▸ **Goal**
Locate each line in the listing below that contains the word "saucer", and copy those lines out.

--- begin ---

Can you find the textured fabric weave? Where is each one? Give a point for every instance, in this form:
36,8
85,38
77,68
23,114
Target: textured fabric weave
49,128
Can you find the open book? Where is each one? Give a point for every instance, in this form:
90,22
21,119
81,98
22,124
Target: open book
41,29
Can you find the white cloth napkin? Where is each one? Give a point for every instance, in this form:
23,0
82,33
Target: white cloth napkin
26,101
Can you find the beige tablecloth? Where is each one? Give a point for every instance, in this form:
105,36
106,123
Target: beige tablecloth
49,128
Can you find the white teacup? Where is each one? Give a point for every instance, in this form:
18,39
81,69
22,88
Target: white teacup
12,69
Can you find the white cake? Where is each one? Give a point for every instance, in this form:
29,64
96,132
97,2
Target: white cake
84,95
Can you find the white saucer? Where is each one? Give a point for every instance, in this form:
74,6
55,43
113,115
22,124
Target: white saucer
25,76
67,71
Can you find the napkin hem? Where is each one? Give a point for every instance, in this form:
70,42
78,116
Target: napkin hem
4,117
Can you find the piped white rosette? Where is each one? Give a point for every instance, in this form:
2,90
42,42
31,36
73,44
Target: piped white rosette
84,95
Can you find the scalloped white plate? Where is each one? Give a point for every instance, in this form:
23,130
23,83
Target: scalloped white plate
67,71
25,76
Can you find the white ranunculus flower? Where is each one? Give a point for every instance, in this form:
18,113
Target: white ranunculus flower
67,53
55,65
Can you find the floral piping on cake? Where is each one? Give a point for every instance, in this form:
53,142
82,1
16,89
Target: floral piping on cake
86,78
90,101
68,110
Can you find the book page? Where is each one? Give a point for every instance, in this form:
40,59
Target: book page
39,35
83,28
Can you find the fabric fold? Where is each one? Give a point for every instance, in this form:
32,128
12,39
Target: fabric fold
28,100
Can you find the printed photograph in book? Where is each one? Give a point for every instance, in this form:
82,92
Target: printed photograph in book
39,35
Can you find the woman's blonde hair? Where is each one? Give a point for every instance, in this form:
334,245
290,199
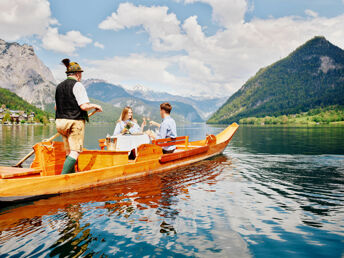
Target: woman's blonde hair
125,112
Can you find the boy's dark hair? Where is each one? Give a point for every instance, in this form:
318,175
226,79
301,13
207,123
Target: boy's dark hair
167,107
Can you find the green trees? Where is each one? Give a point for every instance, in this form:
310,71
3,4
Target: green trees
12,101
293,85
314,116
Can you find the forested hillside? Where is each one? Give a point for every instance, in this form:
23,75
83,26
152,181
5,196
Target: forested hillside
14,102
310,77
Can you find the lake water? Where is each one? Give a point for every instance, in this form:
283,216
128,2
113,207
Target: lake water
275,192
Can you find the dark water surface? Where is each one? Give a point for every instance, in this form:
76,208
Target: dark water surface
275,192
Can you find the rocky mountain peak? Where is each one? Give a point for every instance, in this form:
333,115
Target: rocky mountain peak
22,72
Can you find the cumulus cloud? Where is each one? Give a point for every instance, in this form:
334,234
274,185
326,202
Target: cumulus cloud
25,18
226,12
311,13
162,27
64,43
99,45
20,18
217,64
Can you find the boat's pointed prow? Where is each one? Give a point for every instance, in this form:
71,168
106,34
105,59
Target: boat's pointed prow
227,133
100,167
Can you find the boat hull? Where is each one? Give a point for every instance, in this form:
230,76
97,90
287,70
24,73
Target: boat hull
21,189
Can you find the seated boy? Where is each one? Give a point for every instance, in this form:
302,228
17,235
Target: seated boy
167,129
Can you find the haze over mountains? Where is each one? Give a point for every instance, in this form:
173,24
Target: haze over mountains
311,76
23,73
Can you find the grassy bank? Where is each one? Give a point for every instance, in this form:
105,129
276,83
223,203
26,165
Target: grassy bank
332,115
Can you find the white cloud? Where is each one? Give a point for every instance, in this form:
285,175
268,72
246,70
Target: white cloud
99,45
20,18
67,43
217,64
162,27
226,12
25,18
311,13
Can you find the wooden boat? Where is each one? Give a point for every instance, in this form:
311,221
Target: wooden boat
100,167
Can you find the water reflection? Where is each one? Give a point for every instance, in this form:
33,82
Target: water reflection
276,192
148,212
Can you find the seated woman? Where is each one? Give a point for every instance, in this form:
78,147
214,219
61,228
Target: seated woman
127,123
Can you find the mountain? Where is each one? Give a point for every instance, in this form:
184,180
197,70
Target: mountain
23,73
119,97
106,92
311,76
110,113
14,102
204,106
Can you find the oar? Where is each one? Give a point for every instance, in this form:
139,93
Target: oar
48,140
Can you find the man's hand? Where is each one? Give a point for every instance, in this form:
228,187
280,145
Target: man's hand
154,123
89,106
98,108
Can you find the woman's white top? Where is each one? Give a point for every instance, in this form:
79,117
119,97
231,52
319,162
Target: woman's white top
121,125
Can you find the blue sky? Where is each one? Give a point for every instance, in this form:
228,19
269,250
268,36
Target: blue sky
199,47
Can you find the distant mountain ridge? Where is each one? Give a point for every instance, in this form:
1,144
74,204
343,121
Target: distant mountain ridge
14,102
311,76
23,73
119,97
205,106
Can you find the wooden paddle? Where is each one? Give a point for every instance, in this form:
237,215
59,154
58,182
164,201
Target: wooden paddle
48,140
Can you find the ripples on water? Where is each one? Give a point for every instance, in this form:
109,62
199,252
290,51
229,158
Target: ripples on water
251,201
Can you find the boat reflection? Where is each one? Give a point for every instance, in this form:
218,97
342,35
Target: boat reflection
69,215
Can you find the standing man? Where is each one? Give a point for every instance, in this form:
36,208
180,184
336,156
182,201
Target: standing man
167,129
72,104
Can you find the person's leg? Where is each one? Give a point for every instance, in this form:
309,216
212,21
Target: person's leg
167,151
76,141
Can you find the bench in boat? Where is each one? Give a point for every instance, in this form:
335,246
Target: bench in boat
11,172
187,150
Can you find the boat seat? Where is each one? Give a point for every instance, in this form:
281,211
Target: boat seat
182,140
11,172
177,155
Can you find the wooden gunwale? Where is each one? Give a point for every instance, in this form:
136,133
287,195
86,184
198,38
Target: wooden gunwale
12,189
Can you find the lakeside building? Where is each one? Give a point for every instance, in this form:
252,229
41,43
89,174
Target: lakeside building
16,116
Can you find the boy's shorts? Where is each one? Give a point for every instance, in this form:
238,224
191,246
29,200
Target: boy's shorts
73,132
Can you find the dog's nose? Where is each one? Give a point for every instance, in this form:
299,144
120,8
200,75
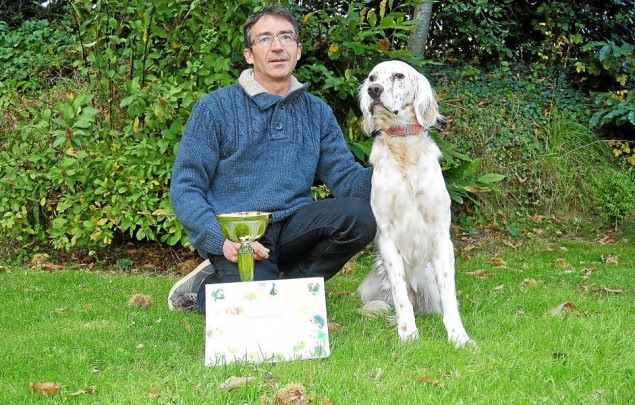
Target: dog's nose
375,90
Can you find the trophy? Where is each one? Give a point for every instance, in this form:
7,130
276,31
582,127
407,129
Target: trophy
244,227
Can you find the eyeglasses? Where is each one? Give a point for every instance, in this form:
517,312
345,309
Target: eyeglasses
265,40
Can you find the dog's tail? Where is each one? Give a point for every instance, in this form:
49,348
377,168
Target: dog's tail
422,289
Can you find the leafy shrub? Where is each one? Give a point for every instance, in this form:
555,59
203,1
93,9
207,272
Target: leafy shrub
32,54
614,194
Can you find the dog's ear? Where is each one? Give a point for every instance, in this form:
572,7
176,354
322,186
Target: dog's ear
426,108
368,123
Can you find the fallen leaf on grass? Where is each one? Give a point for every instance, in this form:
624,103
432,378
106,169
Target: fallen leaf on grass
88,390
510,244
429,381
611,259
562,308
563,263
61,310
586,273
291,394
348,268
536,218
341,293
607,239
497,261
234,382
479,273
334,326
378,374
154,393
45,388
186,324
140,301
602,288
529,282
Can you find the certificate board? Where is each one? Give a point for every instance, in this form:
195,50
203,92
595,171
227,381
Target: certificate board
265,321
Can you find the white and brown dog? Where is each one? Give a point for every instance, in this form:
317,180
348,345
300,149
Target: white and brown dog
410,202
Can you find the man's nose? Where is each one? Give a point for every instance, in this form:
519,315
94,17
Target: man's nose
276,42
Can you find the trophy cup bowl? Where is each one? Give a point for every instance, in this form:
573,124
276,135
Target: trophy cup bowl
244,228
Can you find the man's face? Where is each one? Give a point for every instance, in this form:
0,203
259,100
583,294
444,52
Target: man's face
274,61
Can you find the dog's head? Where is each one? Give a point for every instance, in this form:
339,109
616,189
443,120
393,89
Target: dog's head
393,94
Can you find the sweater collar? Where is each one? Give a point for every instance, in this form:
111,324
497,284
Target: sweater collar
260,95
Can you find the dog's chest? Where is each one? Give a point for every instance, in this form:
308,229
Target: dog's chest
409,198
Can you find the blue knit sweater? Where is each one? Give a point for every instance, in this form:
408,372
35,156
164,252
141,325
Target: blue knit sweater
244,149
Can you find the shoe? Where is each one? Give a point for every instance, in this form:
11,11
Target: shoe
184,294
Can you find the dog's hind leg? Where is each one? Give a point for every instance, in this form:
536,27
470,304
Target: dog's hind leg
443,265
404,311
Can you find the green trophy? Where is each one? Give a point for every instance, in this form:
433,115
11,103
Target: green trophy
244,228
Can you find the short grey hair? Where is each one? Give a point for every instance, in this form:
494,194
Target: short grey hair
276,11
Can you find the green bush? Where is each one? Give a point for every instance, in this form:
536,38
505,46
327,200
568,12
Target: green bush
33,54
614,195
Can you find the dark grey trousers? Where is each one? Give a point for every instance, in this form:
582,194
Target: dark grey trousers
316,241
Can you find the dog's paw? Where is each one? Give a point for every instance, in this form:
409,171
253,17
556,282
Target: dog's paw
375,307
407,332
461,339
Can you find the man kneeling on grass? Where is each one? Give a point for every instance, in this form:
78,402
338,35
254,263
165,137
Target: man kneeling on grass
258,145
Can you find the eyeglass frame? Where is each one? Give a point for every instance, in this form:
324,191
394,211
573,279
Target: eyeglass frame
268,39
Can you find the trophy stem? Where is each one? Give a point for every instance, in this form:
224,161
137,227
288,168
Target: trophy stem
246,262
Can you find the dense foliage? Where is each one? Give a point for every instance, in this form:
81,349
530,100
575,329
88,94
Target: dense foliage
94,96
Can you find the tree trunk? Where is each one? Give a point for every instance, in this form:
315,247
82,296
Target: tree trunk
419,36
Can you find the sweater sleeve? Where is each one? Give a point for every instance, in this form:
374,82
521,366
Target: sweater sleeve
337,167
194,167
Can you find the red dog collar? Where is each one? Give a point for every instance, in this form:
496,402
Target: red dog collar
404,130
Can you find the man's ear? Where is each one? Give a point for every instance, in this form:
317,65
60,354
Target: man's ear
249,57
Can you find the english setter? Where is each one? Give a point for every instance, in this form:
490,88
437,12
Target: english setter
410,202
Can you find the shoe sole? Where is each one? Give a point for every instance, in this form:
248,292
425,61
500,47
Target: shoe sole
185,279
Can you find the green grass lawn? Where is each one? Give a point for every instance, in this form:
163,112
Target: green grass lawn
76,328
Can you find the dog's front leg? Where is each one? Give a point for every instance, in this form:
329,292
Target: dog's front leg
443,265
406,326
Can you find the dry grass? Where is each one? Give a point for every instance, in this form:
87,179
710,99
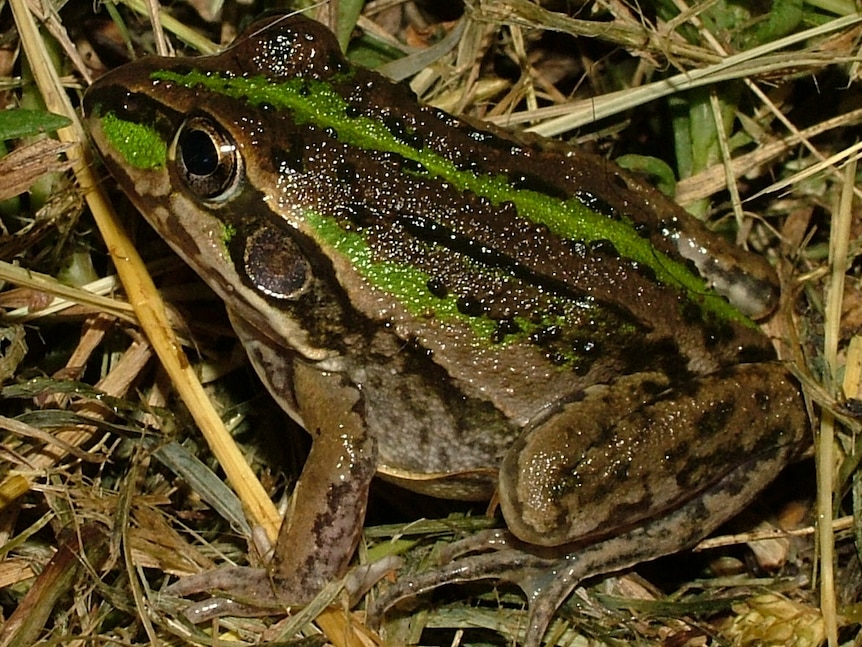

--- end ---

▸ **Problem solution**
Can you find the white saucer? Where is each one? Give a point for every instance, in this form:
Target: white saucer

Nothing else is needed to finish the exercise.